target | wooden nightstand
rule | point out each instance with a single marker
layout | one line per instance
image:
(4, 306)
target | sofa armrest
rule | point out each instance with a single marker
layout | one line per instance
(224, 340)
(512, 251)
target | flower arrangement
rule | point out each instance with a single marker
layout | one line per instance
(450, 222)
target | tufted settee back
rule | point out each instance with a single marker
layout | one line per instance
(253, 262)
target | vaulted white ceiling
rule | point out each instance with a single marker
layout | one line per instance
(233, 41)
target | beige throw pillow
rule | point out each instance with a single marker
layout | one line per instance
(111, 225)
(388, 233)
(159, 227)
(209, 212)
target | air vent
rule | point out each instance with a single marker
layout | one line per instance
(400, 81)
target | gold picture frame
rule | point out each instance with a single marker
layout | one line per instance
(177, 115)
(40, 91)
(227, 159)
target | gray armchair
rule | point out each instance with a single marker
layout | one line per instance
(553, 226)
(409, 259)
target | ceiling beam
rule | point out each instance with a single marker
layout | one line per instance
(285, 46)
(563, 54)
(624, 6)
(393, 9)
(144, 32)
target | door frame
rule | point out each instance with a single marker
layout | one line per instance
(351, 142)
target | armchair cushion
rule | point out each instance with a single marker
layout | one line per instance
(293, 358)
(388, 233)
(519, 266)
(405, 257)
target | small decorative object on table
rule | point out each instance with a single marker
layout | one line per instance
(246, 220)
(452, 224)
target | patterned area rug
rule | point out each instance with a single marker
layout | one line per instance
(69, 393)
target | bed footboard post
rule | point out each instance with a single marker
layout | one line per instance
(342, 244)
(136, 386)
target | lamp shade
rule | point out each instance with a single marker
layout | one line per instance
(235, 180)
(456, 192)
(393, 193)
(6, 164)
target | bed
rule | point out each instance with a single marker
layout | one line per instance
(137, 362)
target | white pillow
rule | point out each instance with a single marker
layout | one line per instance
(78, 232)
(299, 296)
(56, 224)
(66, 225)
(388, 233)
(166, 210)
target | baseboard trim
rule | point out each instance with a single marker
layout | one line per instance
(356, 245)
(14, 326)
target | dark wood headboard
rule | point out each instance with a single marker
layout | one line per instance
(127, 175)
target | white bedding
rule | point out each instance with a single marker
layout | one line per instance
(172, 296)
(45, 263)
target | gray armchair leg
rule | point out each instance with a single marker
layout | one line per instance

→ Action item
Produce a verbatim transcription of the entries above.

→ Reply
target | wooden nightstand
rule | point out each instance with a single marker
layout | one line per instance
image:
(4, 306)
target | sofa armrest
rule | point out each instance with a single marker
layout | one line per instance
(224, 340)
(512, 251)
target | flower arrangement
rule | point out each instance with a single marker
layout | one line per instance
(450, 222)
target | tufted settee back
rule | point out each instance with a single marker
layout | one line per instance
(253, 262)
target | vaulted white ceiling
rule | point out each instance with a single marker
layout | one line per instance
(233, 41)
target | beige throw pillow
rule | point out each instance with a single marker
layout | one line per instance
(111, 225)
(388, 233)
(159, 227)
(209, 212)
target | air vent
rule | point out each instance with a single marker
layout | one line per instance
(400, 81)
target | gold picture frame
rule | point out each instance with a single marker
layout | one line per instance
(177, 115)
(40, 91)
(227, 159)
target | gray armchair
rule | point out each instance with a single marker
layout | one line per instance
(553, 226)
(409, 259)
target | ceiling beam
rule | point out each instance with a single marker
layout | one line per instance
(285, 46)
(563, 54)
(624, 6)
(393, 9)
(144, 32)
target | door frame
rule | point out each instance with a single marker
layout | one line per instance
(351, 142)
target | armchair cushion
rule | point out each instance with a single marker
layout | one line per instance
(293, 358)
(388, 233)
(519, 266)
(405, 257)
target | small decorative object on table
rule | point out each instance with a single marker
layout | one line per instance
(246, 220)
(452, 224)
target | patterned area rug
rule | point out each instance with a single marker
layout | one line per instance
(69, 393)
target | bed footboard post
rule | point out each instance with a single marker
layout | one line per instance
(342, 244)
(136, 386)
target | lamp shade
rule | point out each instance with a single marker
layout | one line per instance
(235, 180)
(456, 192)
(393, 193)
(6, 164)
target | bed
rule | point out each instance with a single marker
layout | one line per instance
(137, 362)
target | white pillow
rule | point out each instance with a single marker
layout | one line per instance
(78, 232)
(299, 296)
(56, 224)
(66, 225)
(388, 233)
(166, 210)
target | baseboard trim
rule | point out each instance with a single marker
layout | one line per instance
(356, 245)
(14, 326)
target | dark wood headboard
rule | point out each instance with a single marker
layout | one line per instance
(127, 175)
target | white bedding
rule | point out each instance with a single marker
layout | one line per instance
(172, 296)
(45, 263)
target | gray armchair leg
rule | point out each instance with a single marker
layout | one line per instance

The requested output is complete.